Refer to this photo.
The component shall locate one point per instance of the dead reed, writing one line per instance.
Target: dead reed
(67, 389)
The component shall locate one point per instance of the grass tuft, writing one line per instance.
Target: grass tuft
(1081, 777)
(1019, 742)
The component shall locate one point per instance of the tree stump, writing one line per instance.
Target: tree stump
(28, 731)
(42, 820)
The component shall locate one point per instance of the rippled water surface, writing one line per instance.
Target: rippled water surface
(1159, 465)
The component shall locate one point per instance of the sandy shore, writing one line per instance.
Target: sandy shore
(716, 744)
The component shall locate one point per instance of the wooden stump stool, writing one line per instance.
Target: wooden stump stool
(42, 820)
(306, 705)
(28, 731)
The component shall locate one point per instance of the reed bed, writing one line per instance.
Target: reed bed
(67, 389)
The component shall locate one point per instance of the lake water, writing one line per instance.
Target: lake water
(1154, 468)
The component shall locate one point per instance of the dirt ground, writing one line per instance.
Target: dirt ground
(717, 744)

_Directions for this task_
All of the records above should be given again exactly as written.

_Exercise solution_
Refer to this photo.
The component shall locate one point per instance of the dead reed, writing one line per instance.
Target: dead reed
(67, 389)
The component shall locate one point per instance of the grass tuft, writing one line per instance.
Target: grass tuft
(1081, 777)
(1019, 742)
The component shall locate one point per instance of the tree stump, writing one line per instance.
Target: tree stump
(28, 731)
(42, 820)
The component shall locate one point per instance of the rippled water surface, writing one line per instance.
Target: rippled water surface
(1159, 465)
The component shall locate one point per instance of the sandy shore, writing one line per instance.
Target: sandy shore
(716, 744)
The component shall locate one point per instance of the wooden stump stool, writing one line per instance.
Target: wooden stump stool
(42, 820)
(306, 705)
(28, 731)
The component shall locate one point per instance of the reed bed, writing one line per instance.
Target: reed bed
(67, 389)
The component shall locate one point per instance of the lake water, writing one line per instance.
Target: lake water
(1154, 468)
The component shall locate one point per instance of the dirt ground, writing one line per instance.
Target: dirt ground
(717, 744)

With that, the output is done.